So I survived my first day of fasting. Not sure I did what I was supposed to. I was so hungry that it was distracting. I did have water and coffee in the morning and then had dinner that night. I did study the word and pray but I'm not sure it was how one really is supposed to go about fasting. I think next month I will try and do a little studying about fasting. Maybe that will help me clear a few things up.
Today I am a little down. I don't feel like we are making any progress towards paying off debt and getting to a point where we will be able to start moving forward towards adoption. I am not sure of a lot of things. Not sure that Craig is on board. I think he is just hoping I will just forget about all of this as time goes on. I am not sure I am completely on board will all of this. There are days I just don't feel like I can handle another child. I don't think I am a very good mom on most days. I just don't know about a lot of things. I guess that is why God is taking his time with all of this. And I thought I was a patient person. Maybe I'm just tired right now. Work has been crazy and I haven't been sleeping good. I just feel like if we could just get this house sold things would start happening. I have been working extra and it seems like there is always something that comes up that we have to use the extra money I've earned to pay for. At least we are not going further into debt. I can praise the Lord about that.
We start a new Bible study tomorrow w/ the Sunday School class. Guys and girls are meeting separate but we are studying the same book. Gospel in Life by Timothy Keller. I pray I get some more wisdom or insight into all I feel like God is calling me to do right now. I just feel like I have so much on my plate and I don't know how to manage it all. Not to mention that the boys are about to start soccer and T-ball which will complicate things a little more. I just need a couple of days to rest I think :) I know, not gonna happen. Thank goodness its almost the weekend!
"No I will not abandon you as orphans, I will come to you." John 14:18
Thursday, January 27, 2011
Friday, January 14, 2011
First Fast
Today is the 14th. I am going to fast from food today. It has been a really long time since I have fasted. I don't think I have fasted since I was in high school. Too long! I pray that I can begin to get a clear answer and some hope as to what Craig and I are supposed to do. Are we really supposed to adopt? Are we supposed to just be sponsoring a child or a group? Should we be supporting a couple who are trying to adopt and need help? I don't know. All I know is that I have a desire in my heart that only God could have put there. I just wish I could do more now. We have so much debt and I just can't see an end to it anytime in the near future. I know how expensive adoption is. If it takes us 3-4 years to pay off our debt, then we have to save money to adopt...it is going to be a long time before it happens. I want to adopt now. I want to make a difference now. I want to do this while my children are still young. But I guess this is not about what I want. This is about what God wants and about what he has planned. God teach me your ways. Help me to know you more through all of this. Help me to discover what you have called me to. Open Craig's heart to all of this. Give him the same desire and longing I have for a child who needs a family. Please make us one on this, we need to be on the same page. If this is not his desire, take this desire from me, Lord. Give us peace as to what we are to do. Help us to do your will and not mine or his. Open our children's hearts to know what we are to do and help them to be receptive. Help us to teach them how you have adopted us into your family. Thank you God for adopting me! I am so undeserving! You are awesome, Father.
Tuesday, January 4, 2011
One Step Closer
Decided to cancel my iphone. I am pretty tired of basically making another car payment on phones. It is totally ridiculous that we pay as much as we do just to have our iphones. I need to look into how much its going to cost me to cancel my contract though. Praying its not a big deal. Also, we have dropped the price on the house. Praying God will send a buyer soon so we can get serious about paying down our debt!
Also, I became a sponsor yesterday for Show Hope. Very excited about what God has in store for our family in the new year!
Also, I became a sponsor yesterday for Show Hope. Very excited about what God has in store for our family in the new year!

Records supplied:
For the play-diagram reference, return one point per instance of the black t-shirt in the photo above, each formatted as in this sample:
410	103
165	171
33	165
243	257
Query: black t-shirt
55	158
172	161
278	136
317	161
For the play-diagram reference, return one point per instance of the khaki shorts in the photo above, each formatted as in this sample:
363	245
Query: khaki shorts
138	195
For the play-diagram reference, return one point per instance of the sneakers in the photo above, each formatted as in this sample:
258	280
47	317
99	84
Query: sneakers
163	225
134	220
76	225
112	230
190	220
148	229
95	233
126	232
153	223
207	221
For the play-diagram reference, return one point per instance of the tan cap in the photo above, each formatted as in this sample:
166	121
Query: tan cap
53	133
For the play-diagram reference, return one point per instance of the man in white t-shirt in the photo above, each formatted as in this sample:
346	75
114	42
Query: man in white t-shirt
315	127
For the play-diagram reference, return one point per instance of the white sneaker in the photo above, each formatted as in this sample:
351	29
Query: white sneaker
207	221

Brief 1:
Answer these from the blog text:
(a) Which book is the new Bible study with the Sunday School class working through?
(b) Before the fast on the 14th, when did the writer last fast?
(c) For which organization did the writer become a sponsor?
Brief 2: Retype the blog text from "So I survived" to "few things up.".

Final answer 1:
(a) Gospel in Life by Timothy Keller
(b) In high school
(c) Show Hope

Final answer 2:
So I survived my first day of fasting. Not sure I did what I was supposed to. I was so hungry that it was distracting. I did have water and coffee in the morning and then had dinner that night. I did study the word and pray but I'm not sure it was how one really is supposed to go about fasting. I think next month I will try and do a little studying about fasting. Maybe that will help me clear a few things up.